Ber Islam “Karnaval” dan Ber Islam “Sandiwara”


Oleh : Teuku Muhammad Jafar Sulaiman

Kita tentu sering melihat sebuah karnaval, karnaval adalah arak-arakan dengan memakai berbagai jenis pakaian yang unik dan menarik. Misal, karnaval 17 Agustusan yang sebentar lagi akan dihelat, semua memakai berbagai macam busana yang tidak biasa dipakai, mulai dari pakaian adat berbagai daerah, berbagai pakaian seragam, pakaian olah raga, pakaian kebesaran dan sebagainya. Namun kegiatan ini hanya seharian saja, setelah berpawai, berkeliling, setelah di tonton banyak orang, pakaian tersebut dilepas lagi dan mereka berpakaian lagi dengan pakaian mereka yang asli. Artinya, pakaian yang dipakai dalam karnaval itu hanyalah untuk dipamerkan, dipertontonkan saja, maka setelah itu dilepas dan dikembalikan, karena kebanyakan pakaian itu hanya disewa.


Betapa banyak ketika berislam hanya memakai pakaian sementara saja, bukan pakaian yang sebenarnya, pakaian supaya dikagumi, pakaian supaya di hormati, bahkan pakaian untuk menakut-nakuti umat, namun kapasitas mereka tidak sesuai dengan pakaian yang dipakai, orang Aceh mengatakan “khen pakaian droe dank hen seuneuduek droe”.

******************************

## Petunjuk Tugas
Salin kembali bagian teks yang diberikan antara "Oleh : Teuku" dan "itu hanya disewa.", termasuk kedua ujungnya, dengan mengganti "arak-arakan" menjadi "iring-iringan".

## Isi Daftar
******************************

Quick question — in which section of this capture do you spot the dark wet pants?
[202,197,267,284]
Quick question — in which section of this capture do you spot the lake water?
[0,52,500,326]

******************************

## Hasil Latihan
Oleh : Teuku Muhammad Jafar Sulaiman

Kita tentu sering melihat sebuah karnaval, karnaval adalah iring-iringan dengan memakai berbagai jenis pakaian yang unik dan menarik. Misal, karnaval 17 Agustusan yang sebentar lagi akan dihelat, semua memakai berbagai macam busana yang tidak biasa dipakai, mulai dari pakaian adat berbagai daerah, berbagai pakaian seragam, pakaian olah raga, pakaian kebesaran dan sebagainya. Namun kegiatan ini hanya seharian saja, setelah berpawai, berkeliling, setelah di tonton banyak orang, pakaian tersebut dilepas lagi dan mereka berpakaian lagi dengan pakaian mereka yang asli. Artinya, pakaian yang dipakai dalam karnaval itu hanyalah untuk dipamerkan, dipertontonkan saja, maka setelah itu dilepas dan dikembalikan, karena kebanyakan pakaian itu hanya disewa.